## Begin

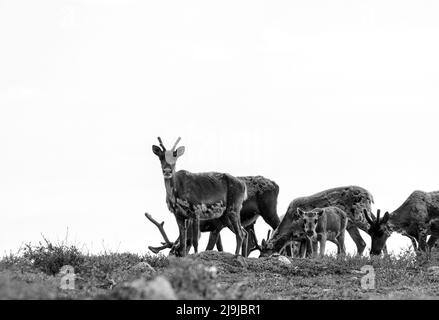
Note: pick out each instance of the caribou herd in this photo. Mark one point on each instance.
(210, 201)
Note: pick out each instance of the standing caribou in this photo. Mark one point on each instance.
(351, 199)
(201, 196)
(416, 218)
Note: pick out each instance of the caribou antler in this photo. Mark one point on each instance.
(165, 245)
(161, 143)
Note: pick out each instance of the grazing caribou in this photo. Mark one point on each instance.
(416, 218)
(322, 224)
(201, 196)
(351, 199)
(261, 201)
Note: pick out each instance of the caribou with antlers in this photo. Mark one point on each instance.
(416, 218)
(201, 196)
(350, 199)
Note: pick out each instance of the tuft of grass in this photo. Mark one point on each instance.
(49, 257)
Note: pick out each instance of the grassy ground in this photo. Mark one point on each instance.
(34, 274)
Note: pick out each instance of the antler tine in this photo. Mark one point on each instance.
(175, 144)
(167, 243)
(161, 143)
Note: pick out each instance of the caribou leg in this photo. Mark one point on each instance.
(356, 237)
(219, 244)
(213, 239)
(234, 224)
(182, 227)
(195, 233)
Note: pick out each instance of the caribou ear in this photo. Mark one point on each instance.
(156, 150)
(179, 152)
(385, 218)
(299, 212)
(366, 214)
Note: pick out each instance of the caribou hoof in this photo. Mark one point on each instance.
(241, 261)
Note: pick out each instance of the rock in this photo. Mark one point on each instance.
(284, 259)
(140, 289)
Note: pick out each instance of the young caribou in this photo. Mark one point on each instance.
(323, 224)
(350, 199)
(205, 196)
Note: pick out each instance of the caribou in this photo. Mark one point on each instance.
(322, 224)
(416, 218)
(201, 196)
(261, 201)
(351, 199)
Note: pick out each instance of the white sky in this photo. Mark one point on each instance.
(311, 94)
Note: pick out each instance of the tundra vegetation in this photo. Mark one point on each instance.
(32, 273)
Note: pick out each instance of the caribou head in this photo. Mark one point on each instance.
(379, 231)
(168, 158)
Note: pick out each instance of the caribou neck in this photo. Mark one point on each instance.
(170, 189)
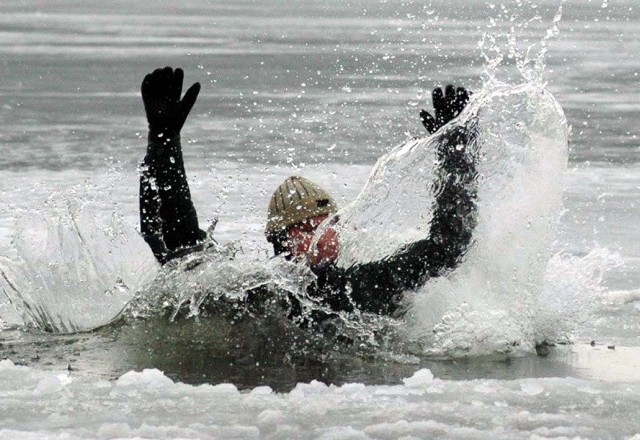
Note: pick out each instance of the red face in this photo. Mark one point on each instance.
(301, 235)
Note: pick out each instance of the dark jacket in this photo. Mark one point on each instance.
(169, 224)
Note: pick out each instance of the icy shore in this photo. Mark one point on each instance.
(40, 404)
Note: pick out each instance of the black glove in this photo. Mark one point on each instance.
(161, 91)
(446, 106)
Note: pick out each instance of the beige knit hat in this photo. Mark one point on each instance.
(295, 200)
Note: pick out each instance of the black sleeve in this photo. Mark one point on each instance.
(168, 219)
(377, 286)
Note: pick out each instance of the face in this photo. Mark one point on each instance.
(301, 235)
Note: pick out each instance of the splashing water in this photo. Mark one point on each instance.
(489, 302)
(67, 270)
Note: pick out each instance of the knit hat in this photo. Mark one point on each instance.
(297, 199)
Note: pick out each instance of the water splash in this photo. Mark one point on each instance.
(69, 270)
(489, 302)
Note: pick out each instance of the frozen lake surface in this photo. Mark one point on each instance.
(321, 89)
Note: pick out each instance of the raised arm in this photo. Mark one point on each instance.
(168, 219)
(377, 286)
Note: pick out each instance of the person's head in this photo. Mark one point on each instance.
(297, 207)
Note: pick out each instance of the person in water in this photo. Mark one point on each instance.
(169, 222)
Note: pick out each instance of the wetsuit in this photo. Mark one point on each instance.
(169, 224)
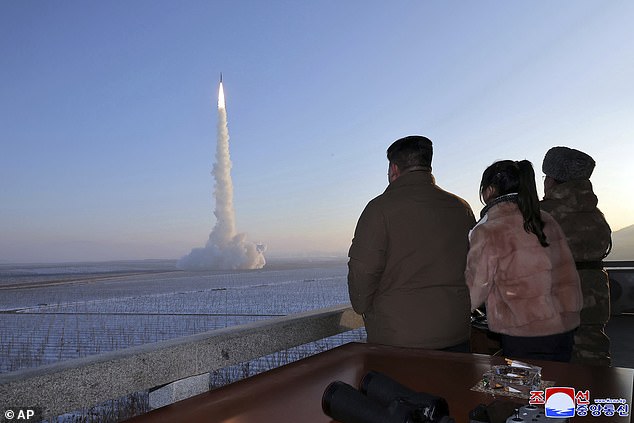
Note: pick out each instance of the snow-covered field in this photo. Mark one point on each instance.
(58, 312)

## End

▶ _GIVEN EXERCISE_
Pictures stay out of the copy; please restate every record above exactly.

▶ _EXPECTED OUTPUT_
Note: pick out each instance of the caribou herd in this photo. Mark one point on each instance.
(210, 201)
Note: pick out each instance of the standing caribou in this photo. Mark one point on each instance.
(351, 199)
(201, 196)
(416, 218)
Note: pick out each instance of the caribou antler in this photo. Mark one point on each instance.
(165, 245)
(161, 143)
Note: pick out each instance of the grazing caribou in this photo. Mark one point on each instance.
(416, 218)
(322, 224)
(201, 196)
(351, 199)
(261, 201)
Note: pick out each instance of the caribou with antlers in this photo. Mark one point on each instance.
(416, 218)
(201, 196)
(350, 199)
Note: pick out each instance of the tuft of grass in this photo. Mark one point on each instance.
(49, 257)
Note: pick out each instance of the grassy ground in this photo. Mark one point on each instance.
(34, 274)
Note: pick out each instance of the antler tine in this photo. Mark one point on each instance.
(175, 144)
(167, 243)
(161, 143)
Note: pick out each instance of the caribou leg in this photo. Mark one point on each instance.
(356, 237)
(219, 244)
(213, 239)
(234, 224)
(182, 227)
(195, 233)
Note: pick out each instance of the caribou ear in this photo. Mark one point on each instance.
(156, 150)
(179, 152)
(385, 218)
(299, 212)
(366, 214)
Note: pick out each instance of the caribou hoof in this photo. Mark one point on each instance.
(241, 261)
Note: pick out each instance of the rock in this photo. Mark one point on each instance.
(284, 259)
(140, 289)
Note: pick out each instance of the young caribou in this photo. Mark one point on each instance.
(323, 224)
(350, 199)
(205, 196)
Note: pick out each instance of the caribou in this photo. Mark one point on each instance.
(322, 224)
(416, 218)
(201, 196)
(261, 201)
(351, 199)
Note: pick out each instance of the white sky in this photo. Mark one point on each instance.
(311, 94)
Note: pick out each instance of the tundra vegetation in this photo. Mark one point on each instance.
(32, 273)
Note: pick out each instance of the caribou head in this photo. Mark one point on each instance.
(379, 231)
(168, 158)
Note: pick out each instance of the caribou neck in this photo. Mark one point on each instance.
(170, 189)
Note: pick out each instance of the red face in this photo. Mark one point on each instance.
(301, 235)
Note: pick out each instance of the dark jacket in this photo. Mark one point on each instance.
(169, 224)
Note: pick out each instance of the icy shore in this photo. Mark one point on each instance.
(40, 404)
Note: pick out each instance of the black glove in this photo. Mark one point on each instance.
(161, 91)
(446, 106)
Note: pick out each instance of the beige knit hat in this photo. Mark one point on each instance.
(295, 200)
Note: pick out each instance of the black sleeve in this photo. Mark one point on each instance.
(168, 219)
(377, 286)
Note: pick out each instance of the face in this photo. Mark one point on each instance.
(301, 235)
Note: pick out each instance of the splashing water in this photo. Mark one point on each instance.
(489, 302)
(67, 270)
Note: pick out each instance of the knit hat in this photo. Mark one point on each instance.
(297, 199)
Note: pick out each instance of the water splash in this photo. Mark one point on each instance.
(69, 270)
(489, 302)
Note: pick out each instance of the frozen lake surface in this photo. Mark one point on each instance.
(321, 89)
Note: pick out each instance of the raised arm in this photo. Mark one point on each instance.
(168, 219)
(377, 286)
Note: pick out each instance of the person's head in this photo. Mark one point on each instance.
(297, 207)
Note: pick out each instance of the person in water in this photo. Mark one point on each instance.
(169, 222)
Note: pick out each instance of the wetsuit in this photo. Mark one point on each instance.
(169, 224)
Note: pick out each instance of the snow-covered field in this photo. Mark one point on each instance.
(58, 312)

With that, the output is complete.